◆ Required work
Reproduce the data verbatim, beginning at the line that contains "Batch job #47 — class: child's shadow." and stopping after the line that contains "96;384;121;406".
+++
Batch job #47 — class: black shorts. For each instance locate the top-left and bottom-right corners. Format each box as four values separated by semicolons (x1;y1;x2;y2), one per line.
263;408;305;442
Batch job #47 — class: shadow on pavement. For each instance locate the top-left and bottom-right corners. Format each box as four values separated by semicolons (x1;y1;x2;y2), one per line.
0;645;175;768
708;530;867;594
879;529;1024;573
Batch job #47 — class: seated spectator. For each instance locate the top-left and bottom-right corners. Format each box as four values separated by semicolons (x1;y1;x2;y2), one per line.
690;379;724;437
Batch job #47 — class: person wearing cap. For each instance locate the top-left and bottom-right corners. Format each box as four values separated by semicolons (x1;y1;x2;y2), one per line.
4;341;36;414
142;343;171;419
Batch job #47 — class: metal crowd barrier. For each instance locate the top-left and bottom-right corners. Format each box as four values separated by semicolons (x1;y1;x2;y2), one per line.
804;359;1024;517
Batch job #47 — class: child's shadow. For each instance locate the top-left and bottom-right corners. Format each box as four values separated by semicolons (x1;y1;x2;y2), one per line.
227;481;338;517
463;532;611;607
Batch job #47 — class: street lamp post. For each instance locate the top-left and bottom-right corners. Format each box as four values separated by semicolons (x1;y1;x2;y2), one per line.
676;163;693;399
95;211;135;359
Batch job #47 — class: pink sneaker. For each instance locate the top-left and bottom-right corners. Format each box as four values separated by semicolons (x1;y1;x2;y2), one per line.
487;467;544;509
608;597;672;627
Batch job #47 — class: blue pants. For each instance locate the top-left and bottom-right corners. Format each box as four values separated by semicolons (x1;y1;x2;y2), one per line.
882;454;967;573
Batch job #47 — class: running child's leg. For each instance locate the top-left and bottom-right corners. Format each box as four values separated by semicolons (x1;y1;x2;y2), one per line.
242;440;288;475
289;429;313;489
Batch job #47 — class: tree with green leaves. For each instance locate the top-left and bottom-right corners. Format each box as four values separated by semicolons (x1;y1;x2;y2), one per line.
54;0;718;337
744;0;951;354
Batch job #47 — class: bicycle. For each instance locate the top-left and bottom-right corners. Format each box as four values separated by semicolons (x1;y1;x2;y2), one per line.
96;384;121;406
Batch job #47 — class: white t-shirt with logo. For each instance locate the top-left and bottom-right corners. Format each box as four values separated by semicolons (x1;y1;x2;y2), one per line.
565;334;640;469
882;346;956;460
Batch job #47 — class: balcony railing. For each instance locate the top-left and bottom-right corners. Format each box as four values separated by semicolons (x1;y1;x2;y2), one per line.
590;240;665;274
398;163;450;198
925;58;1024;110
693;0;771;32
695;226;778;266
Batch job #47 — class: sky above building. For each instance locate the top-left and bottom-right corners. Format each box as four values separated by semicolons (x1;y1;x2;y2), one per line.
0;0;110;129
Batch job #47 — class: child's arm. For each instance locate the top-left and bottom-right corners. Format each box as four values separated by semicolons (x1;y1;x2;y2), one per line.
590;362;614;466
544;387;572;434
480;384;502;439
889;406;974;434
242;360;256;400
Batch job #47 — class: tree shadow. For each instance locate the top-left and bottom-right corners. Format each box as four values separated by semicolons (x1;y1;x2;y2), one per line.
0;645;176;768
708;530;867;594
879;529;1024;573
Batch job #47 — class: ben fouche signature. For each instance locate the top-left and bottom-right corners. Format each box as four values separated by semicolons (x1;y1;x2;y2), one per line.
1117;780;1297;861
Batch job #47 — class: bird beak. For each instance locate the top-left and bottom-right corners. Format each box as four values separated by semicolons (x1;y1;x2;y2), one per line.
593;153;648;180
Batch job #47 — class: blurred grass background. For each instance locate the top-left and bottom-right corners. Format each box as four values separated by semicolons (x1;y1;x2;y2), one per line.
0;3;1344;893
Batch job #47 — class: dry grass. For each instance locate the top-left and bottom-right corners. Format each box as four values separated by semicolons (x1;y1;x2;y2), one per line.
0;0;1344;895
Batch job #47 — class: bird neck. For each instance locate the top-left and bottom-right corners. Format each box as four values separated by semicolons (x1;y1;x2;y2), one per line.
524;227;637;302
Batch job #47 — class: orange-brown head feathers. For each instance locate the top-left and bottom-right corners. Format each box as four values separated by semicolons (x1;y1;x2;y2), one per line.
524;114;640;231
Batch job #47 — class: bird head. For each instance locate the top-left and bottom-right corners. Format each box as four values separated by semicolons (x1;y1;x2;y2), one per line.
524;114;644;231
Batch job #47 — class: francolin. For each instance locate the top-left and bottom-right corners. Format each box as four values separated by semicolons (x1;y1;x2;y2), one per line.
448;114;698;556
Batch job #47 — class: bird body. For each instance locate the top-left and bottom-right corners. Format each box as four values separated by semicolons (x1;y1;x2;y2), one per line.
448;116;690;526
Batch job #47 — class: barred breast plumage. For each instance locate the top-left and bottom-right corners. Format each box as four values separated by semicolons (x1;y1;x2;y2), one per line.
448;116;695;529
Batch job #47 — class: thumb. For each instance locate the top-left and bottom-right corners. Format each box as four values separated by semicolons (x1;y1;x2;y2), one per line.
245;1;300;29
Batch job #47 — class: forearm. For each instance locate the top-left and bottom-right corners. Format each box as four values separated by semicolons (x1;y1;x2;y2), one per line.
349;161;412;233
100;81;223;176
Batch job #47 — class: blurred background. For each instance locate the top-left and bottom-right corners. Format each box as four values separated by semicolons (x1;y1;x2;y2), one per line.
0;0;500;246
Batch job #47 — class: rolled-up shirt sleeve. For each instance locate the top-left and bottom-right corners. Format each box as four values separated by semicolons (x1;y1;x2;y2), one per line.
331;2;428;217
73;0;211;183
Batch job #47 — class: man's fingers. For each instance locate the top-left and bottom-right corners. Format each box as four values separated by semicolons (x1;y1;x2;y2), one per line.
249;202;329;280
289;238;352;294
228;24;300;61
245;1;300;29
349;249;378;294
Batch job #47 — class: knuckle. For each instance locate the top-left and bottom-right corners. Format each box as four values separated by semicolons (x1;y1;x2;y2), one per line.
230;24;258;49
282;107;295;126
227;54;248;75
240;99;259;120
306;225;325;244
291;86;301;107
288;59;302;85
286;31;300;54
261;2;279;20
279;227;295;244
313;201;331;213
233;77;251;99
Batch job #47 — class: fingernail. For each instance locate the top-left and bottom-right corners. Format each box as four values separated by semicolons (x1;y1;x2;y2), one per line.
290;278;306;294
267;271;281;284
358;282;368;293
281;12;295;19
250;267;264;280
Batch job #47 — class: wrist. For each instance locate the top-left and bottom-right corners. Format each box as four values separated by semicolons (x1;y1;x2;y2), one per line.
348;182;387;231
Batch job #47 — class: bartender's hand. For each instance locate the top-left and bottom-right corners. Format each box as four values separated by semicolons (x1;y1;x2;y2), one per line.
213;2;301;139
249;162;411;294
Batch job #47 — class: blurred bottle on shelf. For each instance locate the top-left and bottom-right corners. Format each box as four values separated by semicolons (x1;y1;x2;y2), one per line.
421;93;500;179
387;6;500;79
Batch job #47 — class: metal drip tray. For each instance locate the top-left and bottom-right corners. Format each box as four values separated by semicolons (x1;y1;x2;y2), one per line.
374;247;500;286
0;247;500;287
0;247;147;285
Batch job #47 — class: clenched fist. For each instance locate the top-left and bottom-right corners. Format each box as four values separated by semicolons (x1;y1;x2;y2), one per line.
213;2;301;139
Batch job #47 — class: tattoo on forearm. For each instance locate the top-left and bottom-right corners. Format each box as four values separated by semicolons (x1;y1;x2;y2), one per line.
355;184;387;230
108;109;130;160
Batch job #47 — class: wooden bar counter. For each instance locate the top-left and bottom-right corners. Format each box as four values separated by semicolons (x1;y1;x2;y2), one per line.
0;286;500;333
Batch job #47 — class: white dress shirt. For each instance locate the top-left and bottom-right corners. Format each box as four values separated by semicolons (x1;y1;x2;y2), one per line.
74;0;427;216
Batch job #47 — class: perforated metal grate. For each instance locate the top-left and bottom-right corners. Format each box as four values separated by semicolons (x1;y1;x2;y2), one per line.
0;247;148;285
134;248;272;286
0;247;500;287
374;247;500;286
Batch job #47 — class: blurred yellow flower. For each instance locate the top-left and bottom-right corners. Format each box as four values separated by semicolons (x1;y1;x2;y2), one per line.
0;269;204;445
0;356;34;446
+++
◆ Solution
Batch job #47 — class: child's shadow. For each instance locate the top-left and bottom-right corners. Format each box as four values separated by semicolons (x1;y1;x2;y2), one per line.
227;481;338;517
463;532;611;607
Batch job #47 — class: street lamp post. For each instance locate the top-left and bottom-right corners. Format each box as four values separated by semicolons (x1;y1;x2;y2), one per line.
676;163;693;399
95;211;135;359
Batch job #47 — class: pink sneaker. For each instance locate the top-left and bottom-right corners. Format each box as four values separated by semicolons (x1;y1;x2;y2), one per line.
487;467;544;509
608;597;672;627
Batch job #47 — class: blue pants. For each instance locate the top-left and bottom-right corners. Format each box as four values separated by semicolons (x1;y1;x2;y2), one per line.
882;454;967;573
Batch job #47 — class: running child's leg. For each instance locate the top-left and bottom-right corners. Format each box as four values separated by semicolons (x1;y1;x2;y2), one per line.
242;440;288;475
289;429;313;489
Batch job #47 — class: tree with green leaves. For each instance locate the top-left and bottom-right corners. Format each box as four values separated by semicolons (x1;y1;x2;y2), one per line.
54;0;718;337
744;0;951;354
Batch job #47 — class: bicycle. For each instance locate the top-left and bottom-right corners. Format each box as four values separated by semicolons (x1;y1;x2;y2), one per line.
96;384;121;406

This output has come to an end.